- **RECORDS TO USE**:
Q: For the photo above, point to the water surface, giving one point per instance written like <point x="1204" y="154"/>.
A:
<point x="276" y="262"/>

...

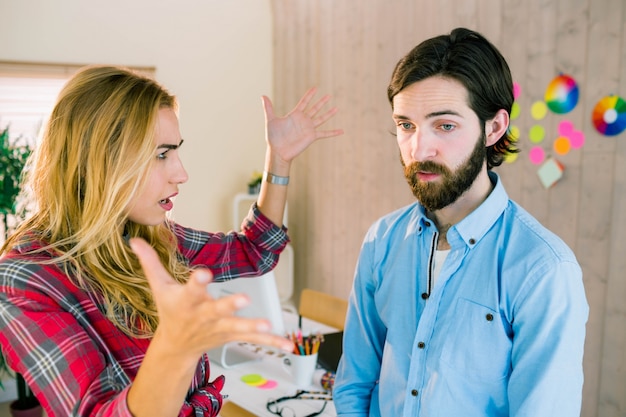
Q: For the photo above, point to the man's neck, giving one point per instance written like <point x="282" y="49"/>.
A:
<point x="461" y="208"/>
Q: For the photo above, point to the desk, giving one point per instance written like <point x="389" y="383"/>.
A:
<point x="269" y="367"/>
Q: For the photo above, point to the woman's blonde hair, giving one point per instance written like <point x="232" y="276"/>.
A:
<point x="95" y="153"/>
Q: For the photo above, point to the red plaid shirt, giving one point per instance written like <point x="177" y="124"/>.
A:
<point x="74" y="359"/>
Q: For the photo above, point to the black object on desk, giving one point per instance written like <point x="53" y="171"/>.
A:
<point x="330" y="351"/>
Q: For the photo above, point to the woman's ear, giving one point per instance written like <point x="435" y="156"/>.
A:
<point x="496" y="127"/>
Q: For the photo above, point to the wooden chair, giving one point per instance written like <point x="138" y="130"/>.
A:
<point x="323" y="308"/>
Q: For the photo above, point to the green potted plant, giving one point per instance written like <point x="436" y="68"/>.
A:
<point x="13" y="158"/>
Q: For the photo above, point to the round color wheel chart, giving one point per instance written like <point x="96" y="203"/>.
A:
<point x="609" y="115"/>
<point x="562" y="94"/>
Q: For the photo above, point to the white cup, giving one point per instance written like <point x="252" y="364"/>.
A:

--

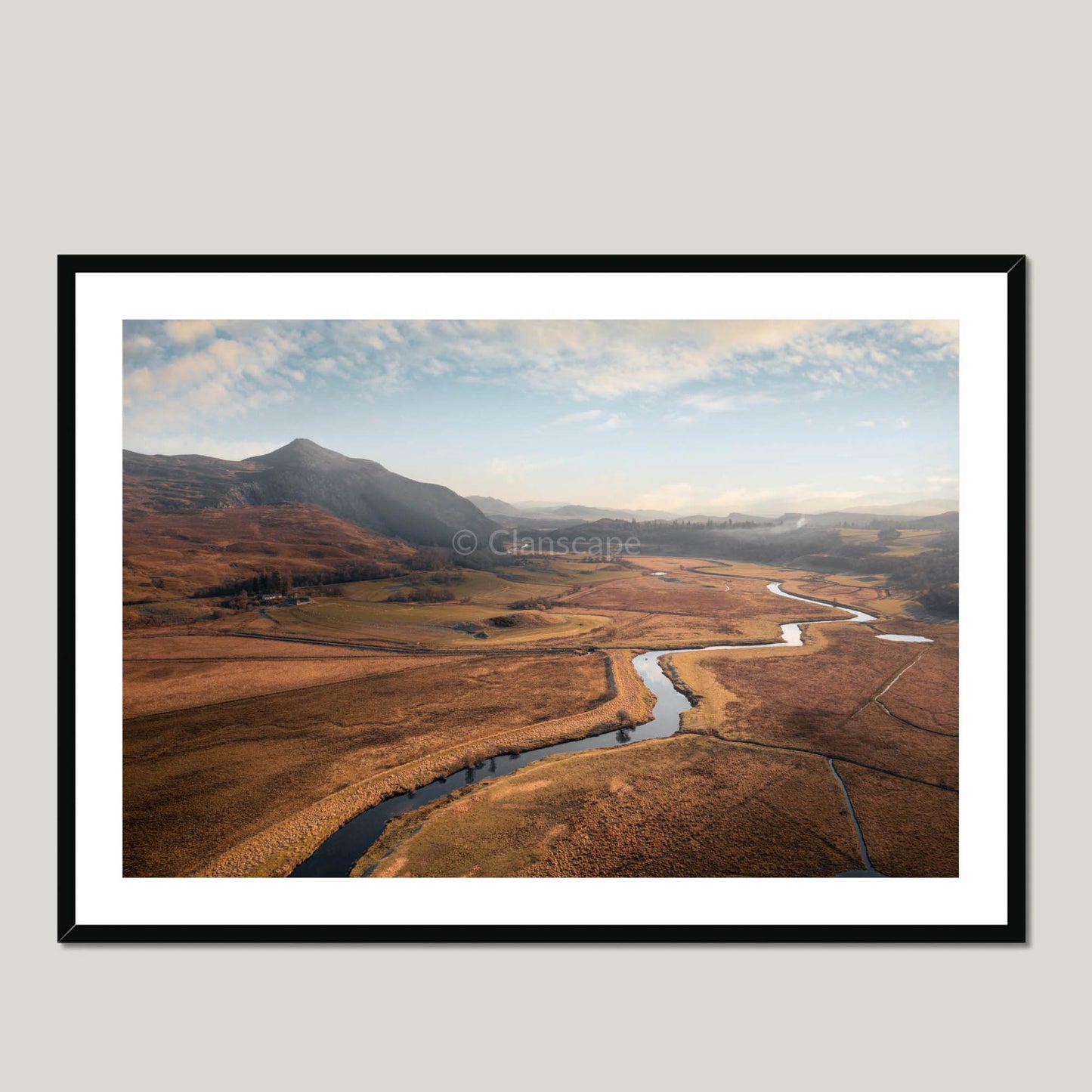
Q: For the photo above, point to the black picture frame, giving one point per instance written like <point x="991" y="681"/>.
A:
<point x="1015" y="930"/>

- **WHAT YOU WILL DO**:
Return each line of the entries above that contains the word "desk".

- **THE OUTPUT**:
Q: For the photo above, point to the desk, giving one point per instance written like <point x="389" y="383"/>.
Q: For the photo above, point to the black object on desk, giving one point per instance written like <point x="53" y="171"/>.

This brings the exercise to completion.